#### List of tasks
a - In the course description, which institute's Technical Advisory Panel does Mike O'Kane chair?
b - Say whether each statement agrees with the course description, answering yes or no and quoting the deciding words: (i) Many mine sites have achieved relinquishment to a productive post-mining land use. (ii) Mike O'Kane founded Okane Consultants. (iii) The course outline includes designing for soils, vegetation and ecology.

About the instructor(s): Coming soon
Michael O’Kane, Rachel Sawyer (Okane Consultants) and Justin Straker (IEG)
In the mining industry today, planning for closure is an expected part of the mine lifecycle, but the number of sites that have achieved relinquishment to a productive post-mining land use are few. In too many instances, decisions made early in the mine lifecycle result in unplanned liabilities with environmental, social and financial costs that extend well beyond the operating life of mine. The objective of integrated closure planning is to combine reclamation expertise with strategic mine planning to prevent poor identified and underfunded closure outcomes.
This short course will provide an introduction to the evolving field of integrated closure planning, and landform design for progressive reclamation to support future land use. Participants will be introduced to an intermediate level of technical, social and environmental disciplines needed to form an effective closure planning team, and some tools to build collaborative, interdisciplinary teams. Instructors will also introduce some recent developments in integrated closure planning like achieving source control into landform design, and mine landform cover systems that integrate the performance of the soil cover and vegetative cover with the landform design.
An Outline:
- Introduction to landform design principles and integrated mine closure planning
- Engagement with stakeholders, Indigenous rightsholders and developing a closure vision
- Reclamation landform and cover design, design for source control and a changing climate
- Designing for soils, vegetation and ecology
- Establishing a design basis memorandum, setting up an interdisciplinary team, and integrated closure planning project stage gating
Short Course Objectives:
The objectives of this short course will be introduction the fundamentals of integrated closure planning, highlight the impact of landform design on closure outcomes, and explain where landform design principles fit in the evolving space of environment, social governance (ESG).
Target Audience:
Mine Planners and Closure Planning Practitioners looking for an introduction to Integrated Closure Planning and Landform Design.
About the instructor(s):
Mike O’Kane – Founder of Okane Consultants, Mike works with the company as a senior technical advisor applying technical expertise and knowledge on risk management best practices as tools for development and communication. He provides peer review for numerous government and private agencies while also being a member of multiple advisory panels. Mike is an expert in application of unsaturated zone hydrology, mine closure, and cover systems / landforms; he serves as a director of the Landform Design Institute and chair of its Technical Advisory Panel.

Records from a dataset
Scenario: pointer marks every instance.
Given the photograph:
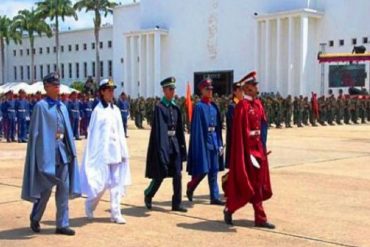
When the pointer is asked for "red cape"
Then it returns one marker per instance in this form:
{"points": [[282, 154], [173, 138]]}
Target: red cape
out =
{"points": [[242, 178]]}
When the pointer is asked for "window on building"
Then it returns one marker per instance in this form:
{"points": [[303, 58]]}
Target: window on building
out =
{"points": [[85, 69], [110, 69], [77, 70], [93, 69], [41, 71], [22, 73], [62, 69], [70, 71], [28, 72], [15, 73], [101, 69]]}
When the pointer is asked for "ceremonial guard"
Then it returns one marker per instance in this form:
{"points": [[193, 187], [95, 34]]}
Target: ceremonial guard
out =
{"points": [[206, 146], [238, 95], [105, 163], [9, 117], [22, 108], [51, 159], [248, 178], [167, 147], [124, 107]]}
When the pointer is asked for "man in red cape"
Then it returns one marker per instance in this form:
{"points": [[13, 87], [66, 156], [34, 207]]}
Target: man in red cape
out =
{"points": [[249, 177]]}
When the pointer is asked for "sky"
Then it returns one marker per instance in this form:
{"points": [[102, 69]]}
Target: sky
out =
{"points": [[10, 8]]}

==

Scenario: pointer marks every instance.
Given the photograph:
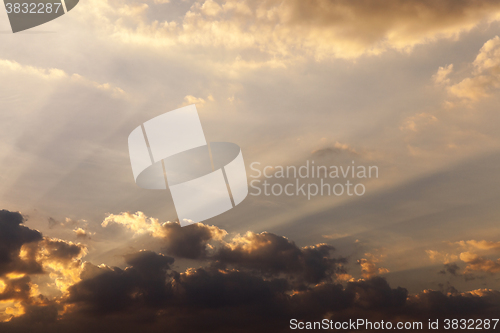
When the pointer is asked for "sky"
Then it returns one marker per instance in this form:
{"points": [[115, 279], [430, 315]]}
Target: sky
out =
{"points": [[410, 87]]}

...

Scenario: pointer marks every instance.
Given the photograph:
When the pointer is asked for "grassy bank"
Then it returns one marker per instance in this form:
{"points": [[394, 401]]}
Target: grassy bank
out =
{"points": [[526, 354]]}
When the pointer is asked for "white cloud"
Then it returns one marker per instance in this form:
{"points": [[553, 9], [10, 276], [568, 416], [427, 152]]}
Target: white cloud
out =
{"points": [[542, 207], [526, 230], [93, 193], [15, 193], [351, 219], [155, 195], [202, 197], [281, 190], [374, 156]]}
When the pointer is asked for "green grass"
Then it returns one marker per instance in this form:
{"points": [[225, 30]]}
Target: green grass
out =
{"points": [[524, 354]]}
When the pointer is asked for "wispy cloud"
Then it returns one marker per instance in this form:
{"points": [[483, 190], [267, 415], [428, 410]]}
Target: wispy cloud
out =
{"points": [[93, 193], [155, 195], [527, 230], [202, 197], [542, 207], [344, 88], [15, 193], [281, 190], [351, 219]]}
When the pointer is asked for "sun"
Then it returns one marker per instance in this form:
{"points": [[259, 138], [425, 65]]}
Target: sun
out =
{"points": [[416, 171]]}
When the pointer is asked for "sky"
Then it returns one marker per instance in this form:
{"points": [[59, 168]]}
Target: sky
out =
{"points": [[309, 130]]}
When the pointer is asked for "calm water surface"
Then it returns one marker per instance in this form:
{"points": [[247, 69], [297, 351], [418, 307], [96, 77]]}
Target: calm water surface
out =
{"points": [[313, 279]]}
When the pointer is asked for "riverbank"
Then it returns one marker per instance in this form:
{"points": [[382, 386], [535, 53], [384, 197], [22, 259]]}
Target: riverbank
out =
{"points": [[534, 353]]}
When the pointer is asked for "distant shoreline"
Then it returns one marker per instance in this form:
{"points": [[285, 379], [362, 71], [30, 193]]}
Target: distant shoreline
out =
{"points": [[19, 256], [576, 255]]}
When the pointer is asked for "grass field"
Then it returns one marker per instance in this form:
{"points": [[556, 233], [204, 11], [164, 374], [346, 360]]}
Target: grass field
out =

#### Final results
a - The Landform Design Institute.

b -
(i) No: "the number of sites that have achieved relinquishment to a productive post-mining land use are few"
(ii) Yes: "Founder of Okane Consultants"
(iii) Yes: "Designing for soils, vegetation and ecology"